### Task instructions
Reproduce the material below from the line containing "paved plaza, one" through its final line, requests included, and nothing else. In each answer, increase every pixel coordinate by 106.

### Extracted entries
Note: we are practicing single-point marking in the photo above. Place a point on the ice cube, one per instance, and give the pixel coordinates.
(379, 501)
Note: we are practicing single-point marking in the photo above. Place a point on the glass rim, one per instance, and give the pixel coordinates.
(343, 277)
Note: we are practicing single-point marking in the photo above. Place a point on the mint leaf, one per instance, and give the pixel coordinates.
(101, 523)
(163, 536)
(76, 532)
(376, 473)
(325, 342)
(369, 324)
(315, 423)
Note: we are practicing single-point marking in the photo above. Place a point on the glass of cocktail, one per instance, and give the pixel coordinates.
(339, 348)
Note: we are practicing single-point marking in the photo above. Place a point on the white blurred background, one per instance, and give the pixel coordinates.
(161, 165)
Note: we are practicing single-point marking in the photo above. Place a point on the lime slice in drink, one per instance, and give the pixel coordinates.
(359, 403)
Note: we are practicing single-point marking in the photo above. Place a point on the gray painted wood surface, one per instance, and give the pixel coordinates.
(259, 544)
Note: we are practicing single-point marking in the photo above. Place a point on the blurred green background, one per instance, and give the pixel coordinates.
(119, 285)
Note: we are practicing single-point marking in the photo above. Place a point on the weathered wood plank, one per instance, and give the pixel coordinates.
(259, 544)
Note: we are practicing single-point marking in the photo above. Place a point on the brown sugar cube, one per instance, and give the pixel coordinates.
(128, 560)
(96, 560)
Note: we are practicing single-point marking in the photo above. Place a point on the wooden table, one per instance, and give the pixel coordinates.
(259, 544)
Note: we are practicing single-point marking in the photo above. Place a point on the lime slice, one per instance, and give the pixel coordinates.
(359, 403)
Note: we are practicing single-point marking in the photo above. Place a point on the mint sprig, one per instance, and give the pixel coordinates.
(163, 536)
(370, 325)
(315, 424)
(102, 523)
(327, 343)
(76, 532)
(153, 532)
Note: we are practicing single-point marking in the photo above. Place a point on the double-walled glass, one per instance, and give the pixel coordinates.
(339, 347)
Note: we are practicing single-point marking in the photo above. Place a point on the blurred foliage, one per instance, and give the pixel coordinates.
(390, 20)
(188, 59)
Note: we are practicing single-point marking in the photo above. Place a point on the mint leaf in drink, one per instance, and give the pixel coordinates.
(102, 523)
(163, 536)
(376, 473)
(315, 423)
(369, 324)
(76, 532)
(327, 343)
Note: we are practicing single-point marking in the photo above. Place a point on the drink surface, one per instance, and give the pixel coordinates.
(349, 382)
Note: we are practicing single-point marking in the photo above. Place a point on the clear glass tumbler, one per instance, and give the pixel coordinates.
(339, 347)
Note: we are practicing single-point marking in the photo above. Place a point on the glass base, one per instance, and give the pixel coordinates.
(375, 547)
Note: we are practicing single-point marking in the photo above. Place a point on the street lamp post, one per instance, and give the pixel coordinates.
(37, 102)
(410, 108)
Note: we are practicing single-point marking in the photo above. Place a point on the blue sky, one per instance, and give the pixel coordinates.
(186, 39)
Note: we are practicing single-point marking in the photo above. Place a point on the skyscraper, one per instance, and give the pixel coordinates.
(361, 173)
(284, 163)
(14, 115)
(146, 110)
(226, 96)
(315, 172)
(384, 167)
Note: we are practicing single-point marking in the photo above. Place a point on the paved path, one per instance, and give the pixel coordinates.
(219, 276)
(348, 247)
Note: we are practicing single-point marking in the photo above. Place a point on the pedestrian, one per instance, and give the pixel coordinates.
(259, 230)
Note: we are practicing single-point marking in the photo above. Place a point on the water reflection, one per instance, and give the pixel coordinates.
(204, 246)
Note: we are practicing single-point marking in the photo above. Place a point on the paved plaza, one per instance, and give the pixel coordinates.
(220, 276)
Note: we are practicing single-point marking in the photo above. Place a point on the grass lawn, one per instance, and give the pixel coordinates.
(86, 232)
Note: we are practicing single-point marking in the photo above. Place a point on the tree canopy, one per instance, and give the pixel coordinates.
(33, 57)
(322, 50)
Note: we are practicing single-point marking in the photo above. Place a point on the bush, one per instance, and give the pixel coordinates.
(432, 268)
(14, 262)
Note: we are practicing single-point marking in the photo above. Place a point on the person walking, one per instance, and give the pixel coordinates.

### Expected output
Note: we are practicing single-point marking in the photo above. Place a point on the paved plaza, one per instance, and give the pixel coordinates.
(326, 382)
Note: we are practicing single-point marking in the photo above. Place a point on the grass lawn, one per instance, and give the pixel coordinates.
(192, 338)
Note: we are practicing single-point marking in the photo above. Place a point on the tree canopy, one per instance, and give the pixel coordinates.
(139, 163)
(428, 156)
Note: we are practicing single-point marking in the photo above. Place a point on the bush, one per instance, and give the pixel coordinates.
(538, 374)
(120, 368)
Note: we are practicing single-point marking in the photo above. Place a point on the person walking, one per instance, and give the pixel coordinates.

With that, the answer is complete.